How many lines in the rows below contain the string "switch", with uppercase and lowercase treated as different? Reply with the number only.

:: Input rows ::
- - - - - - -

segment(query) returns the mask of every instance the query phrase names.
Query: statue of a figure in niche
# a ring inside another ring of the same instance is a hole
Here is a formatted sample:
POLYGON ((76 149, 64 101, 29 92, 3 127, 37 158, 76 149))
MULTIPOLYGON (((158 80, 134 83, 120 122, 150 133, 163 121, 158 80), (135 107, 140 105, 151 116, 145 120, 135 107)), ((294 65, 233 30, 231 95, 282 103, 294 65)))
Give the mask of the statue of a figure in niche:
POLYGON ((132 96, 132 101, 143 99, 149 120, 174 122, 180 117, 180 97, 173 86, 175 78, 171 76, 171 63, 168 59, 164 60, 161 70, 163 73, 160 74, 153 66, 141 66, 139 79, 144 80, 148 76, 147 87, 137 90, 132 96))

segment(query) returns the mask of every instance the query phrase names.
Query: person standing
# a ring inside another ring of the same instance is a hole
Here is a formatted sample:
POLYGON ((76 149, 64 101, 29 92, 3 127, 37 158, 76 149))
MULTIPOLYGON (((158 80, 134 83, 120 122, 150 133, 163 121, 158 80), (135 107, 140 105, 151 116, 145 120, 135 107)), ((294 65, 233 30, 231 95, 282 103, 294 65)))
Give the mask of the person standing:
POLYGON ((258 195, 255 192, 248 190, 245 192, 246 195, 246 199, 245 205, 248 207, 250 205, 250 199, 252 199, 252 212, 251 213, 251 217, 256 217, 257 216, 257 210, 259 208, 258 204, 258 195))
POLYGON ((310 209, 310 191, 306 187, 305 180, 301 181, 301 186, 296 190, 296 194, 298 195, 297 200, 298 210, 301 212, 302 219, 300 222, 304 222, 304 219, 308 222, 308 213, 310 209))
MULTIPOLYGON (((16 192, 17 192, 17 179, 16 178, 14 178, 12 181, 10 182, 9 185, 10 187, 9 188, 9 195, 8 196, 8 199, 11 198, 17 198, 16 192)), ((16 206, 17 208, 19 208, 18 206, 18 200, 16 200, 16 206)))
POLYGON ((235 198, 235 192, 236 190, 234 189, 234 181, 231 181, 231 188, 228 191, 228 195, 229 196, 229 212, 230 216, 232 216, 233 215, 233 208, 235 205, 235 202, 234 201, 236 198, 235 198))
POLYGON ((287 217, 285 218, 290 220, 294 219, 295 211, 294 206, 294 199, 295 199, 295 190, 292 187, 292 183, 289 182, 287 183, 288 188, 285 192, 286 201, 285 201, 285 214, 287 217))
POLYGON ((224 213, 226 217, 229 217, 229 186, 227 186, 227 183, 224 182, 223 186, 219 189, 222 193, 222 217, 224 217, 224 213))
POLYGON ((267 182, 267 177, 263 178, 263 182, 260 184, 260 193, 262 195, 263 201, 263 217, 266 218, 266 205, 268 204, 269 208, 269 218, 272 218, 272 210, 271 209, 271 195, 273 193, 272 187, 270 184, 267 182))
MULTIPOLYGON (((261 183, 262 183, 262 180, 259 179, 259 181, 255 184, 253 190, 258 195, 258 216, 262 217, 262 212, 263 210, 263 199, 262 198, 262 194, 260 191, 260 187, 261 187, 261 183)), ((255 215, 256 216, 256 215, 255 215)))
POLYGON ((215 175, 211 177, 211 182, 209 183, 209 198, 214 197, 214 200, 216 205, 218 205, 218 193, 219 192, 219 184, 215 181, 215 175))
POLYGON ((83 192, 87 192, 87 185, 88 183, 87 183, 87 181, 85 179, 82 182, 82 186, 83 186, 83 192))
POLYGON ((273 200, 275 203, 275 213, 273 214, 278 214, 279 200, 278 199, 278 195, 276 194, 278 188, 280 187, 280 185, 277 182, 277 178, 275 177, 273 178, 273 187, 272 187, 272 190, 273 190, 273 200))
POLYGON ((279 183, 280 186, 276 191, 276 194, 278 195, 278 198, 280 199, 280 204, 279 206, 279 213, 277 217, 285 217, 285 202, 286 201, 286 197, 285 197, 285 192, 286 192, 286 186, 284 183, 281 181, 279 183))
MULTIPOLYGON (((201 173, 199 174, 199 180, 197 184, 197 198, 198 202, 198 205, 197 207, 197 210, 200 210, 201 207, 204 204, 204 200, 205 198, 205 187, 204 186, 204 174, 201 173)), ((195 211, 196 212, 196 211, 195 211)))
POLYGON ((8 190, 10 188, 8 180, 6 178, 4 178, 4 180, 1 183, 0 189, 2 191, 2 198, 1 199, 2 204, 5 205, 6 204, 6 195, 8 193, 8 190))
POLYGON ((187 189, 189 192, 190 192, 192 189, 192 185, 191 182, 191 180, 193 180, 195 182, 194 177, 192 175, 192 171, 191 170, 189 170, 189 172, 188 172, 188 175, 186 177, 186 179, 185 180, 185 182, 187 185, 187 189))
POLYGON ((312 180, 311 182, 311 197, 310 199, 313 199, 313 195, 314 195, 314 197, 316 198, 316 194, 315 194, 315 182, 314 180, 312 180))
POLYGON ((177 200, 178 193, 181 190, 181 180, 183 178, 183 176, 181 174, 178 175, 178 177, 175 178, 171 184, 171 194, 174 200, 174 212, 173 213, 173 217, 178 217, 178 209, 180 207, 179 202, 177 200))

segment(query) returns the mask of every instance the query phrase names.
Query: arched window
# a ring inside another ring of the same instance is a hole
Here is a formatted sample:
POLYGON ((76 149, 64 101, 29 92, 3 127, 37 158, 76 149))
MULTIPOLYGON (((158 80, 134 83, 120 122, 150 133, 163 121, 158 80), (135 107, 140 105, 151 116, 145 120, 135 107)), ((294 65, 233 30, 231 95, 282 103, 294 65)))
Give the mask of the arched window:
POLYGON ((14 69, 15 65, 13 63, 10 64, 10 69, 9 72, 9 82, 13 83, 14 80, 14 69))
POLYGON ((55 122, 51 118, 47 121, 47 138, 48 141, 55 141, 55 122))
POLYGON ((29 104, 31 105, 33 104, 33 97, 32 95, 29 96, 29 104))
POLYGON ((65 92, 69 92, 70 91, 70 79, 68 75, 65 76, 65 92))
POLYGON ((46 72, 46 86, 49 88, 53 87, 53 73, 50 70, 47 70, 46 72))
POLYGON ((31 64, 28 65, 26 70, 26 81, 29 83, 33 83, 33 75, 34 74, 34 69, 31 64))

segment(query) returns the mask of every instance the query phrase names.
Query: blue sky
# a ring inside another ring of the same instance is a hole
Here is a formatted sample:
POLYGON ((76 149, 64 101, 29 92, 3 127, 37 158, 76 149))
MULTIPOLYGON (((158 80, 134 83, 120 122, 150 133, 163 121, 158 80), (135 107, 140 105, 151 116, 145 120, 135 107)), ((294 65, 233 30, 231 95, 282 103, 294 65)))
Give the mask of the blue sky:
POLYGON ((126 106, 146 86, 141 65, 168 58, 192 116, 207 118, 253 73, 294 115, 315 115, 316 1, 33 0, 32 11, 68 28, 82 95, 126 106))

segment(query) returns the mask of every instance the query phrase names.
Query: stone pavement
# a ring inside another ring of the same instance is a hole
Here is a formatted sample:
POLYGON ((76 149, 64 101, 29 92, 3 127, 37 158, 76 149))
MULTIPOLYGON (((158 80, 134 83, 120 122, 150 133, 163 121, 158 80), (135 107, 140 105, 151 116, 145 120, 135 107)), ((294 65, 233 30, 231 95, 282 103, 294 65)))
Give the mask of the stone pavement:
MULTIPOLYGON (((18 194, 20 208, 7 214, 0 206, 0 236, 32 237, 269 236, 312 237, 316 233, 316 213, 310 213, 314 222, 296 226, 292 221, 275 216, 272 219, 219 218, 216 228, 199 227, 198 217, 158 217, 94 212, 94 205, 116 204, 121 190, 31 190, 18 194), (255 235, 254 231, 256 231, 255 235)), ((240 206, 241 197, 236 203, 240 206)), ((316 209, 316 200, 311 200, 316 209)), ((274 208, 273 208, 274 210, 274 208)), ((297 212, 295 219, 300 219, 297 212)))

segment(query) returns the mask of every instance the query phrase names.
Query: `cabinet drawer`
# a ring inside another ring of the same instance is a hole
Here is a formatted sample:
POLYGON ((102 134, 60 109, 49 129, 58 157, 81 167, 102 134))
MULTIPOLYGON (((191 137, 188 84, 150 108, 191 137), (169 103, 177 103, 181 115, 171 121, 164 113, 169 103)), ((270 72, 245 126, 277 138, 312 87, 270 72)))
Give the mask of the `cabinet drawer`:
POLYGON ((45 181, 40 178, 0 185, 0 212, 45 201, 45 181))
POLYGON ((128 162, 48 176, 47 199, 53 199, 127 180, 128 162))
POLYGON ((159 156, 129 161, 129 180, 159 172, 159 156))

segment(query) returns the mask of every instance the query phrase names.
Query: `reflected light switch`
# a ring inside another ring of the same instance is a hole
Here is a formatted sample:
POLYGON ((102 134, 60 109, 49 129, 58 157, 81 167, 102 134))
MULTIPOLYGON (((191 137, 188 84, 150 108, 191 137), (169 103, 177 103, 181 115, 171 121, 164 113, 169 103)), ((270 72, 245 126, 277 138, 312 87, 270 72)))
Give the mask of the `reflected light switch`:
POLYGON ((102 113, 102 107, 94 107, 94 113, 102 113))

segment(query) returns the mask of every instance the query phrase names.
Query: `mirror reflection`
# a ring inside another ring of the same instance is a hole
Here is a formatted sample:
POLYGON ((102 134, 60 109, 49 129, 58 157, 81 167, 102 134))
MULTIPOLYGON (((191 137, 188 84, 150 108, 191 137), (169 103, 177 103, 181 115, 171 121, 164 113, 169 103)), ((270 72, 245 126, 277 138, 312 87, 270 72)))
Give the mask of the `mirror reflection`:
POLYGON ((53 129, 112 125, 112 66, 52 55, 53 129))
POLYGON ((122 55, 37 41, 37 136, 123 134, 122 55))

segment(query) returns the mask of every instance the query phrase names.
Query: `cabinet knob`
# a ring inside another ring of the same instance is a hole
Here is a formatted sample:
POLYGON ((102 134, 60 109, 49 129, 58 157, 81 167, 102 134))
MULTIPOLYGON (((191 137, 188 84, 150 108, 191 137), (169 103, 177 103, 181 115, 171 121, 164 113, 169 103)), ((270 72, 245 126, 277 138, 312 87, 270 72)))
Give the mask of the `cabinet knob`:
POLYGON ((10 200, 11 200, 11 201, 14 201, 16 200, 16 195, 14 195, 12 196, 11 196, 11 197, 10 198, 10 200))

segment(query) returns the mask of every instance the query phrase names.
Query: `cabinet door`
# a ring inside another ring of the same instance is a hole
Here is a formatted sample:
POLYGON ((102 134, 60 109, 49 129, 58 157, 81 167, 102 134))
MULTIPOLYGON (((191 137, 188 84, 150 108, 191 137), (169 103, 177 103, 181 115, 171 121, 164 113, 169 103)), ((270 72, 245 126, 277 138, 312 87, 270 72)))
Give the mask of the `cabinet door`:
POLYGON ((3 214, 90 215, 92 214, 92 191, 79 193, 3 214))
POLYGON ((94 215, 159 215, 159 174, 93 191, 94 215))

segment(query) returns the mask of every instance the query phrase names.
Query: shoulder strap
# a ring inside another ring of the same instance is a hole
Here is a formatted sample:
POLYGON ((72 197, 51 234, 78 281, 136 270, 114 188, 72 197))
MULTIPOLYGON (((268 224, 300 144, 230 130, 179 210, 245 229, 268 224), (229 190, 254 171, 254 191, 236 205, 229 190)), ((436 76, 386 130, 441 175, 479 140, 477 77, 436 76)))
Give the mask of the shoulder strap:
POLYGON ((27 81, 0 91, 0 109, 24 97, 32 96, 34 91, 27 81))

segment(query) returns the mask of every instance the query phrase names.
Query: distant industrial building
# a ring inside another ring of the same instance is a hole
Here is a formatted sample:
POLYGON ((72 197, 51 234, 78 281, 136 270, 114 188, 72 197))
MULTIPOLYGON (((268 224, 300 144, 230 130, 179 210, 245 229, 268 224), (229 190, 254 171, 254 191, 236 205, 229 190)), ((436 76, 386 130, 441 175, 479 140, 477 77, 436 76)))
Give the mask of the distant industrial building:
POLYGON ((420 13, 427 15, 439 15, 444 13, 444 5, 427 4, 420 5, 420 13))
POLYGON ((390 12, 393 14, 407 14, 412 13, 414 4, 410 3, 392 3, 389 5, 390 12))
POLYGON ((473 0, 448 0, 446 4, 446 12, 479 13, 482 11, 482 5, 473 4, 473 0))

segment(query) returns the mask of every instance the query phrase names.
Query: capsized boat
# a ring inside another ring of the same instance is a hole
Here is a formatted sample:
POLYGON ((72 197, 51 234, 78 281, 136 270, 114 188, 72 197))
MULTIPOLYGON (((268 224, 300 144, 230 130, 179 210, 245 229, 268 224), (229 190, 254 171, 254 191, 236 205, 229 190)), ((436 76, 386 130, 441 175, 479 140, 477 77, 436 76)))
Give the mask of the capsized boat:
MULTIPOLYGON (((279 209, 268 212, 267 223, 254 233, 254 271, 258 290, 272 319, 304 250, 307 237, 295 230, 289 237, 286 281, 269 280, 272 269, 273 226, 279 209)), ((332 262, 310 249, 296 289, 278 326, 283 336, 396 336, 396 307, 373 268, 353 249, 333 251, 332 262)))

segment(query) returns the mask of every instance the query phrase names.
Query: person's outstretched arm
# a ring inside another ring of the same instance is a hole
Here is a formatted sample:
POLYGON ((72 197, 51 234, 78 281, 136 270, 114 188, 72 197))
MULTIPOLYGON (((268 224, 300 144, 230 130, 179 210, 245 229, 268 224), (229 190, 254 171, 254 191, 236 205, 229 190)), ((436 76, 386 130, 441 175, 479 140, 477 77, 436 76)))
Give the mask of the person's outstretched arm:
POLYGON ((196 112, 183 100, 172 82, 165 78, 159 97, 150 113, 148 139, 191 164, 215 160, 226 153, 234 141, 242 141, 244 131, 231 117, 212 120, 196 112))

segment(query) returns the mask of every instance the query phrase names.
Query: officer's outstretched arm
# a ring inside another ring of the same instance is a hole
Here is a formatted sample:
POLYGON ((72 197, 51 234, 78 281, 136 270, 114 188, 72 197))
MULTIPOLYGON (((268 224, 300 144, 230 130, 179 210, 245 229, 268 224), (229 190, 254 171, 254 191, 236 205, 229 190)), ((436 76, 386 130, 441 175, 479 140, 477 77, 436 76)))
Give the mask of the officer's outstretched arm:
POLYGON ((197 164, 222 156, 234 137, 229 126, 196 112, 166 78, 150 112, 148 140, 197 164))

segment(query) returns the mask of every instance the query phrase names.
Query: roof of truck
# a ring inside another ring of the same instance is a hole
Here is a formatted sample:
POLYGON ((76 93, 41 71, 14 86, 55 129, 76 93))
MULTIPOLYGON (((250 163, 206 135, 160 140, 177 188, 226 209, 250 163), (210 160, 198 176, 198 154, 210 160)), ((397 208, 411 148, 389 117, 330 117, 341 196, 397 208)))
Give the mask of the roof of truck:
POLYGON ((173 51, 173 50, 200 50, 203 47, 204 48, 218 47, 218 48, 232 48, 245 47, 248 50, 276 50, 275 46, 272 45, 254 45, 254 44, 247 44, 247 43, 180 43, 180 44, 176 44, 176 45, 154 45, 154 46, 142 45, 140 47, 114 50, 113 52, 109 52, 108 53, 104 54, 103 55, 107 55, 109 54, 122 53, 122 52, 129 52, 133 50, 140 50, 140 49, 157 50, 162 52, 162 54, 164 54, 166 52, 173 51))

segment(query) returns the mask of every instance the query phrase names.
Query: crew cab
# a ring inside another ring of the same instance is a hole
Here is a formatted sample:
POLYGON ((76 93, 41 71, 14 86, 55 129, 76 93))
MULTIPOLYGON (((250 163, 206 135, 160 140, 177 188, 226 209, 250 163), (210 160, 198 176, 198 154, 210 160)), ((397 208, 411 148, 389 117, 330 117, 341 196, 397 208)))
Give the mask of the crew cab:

- - - - - - -

:: Written answer ::
2